[Dataset items]
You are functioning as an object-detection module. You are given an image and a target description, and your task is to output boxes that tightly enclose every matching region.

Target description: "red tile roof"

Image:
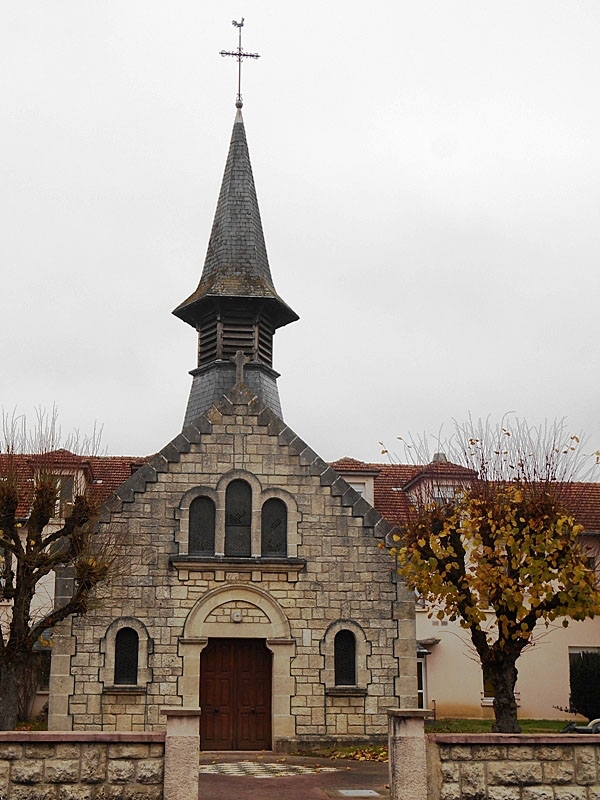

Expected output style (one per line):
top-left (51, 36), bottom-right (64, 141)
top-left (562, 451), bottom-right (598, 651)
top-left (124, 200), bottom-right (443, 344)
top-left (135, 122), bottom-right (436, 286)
---
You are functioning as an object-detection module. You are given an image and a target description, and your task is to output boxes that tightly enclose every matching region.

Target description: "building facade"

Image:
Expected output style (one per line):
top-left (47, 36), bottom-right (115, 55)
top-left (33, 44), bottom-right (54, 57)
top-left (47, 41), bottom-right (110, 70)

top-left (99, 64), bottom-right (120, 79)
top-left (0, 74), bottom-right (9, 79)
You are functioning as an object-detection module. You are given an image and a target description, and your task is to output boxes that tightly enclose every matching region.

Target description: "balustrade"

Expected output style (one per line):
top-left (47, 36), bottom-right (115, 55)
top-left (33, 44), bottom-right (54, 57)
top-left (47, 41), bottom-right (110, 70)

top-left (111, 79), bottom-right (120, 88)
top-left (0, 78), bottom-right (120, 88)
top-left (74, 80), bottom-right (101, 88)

**Work to complete**
Please copy, exactly and with nothing else, the lines above beginning at the line that has "top-left (562, 451), bottom-right (598, 651)" and ending with the line that has "top-left (135, 122), bottom-right (436, 286)".

**Your solution**
top-left (562, 451), bottom-right (598, 651)
top-left (124, 200), bottom-right (443, 344)
top-left (135, 122), bottom-right (436, 286)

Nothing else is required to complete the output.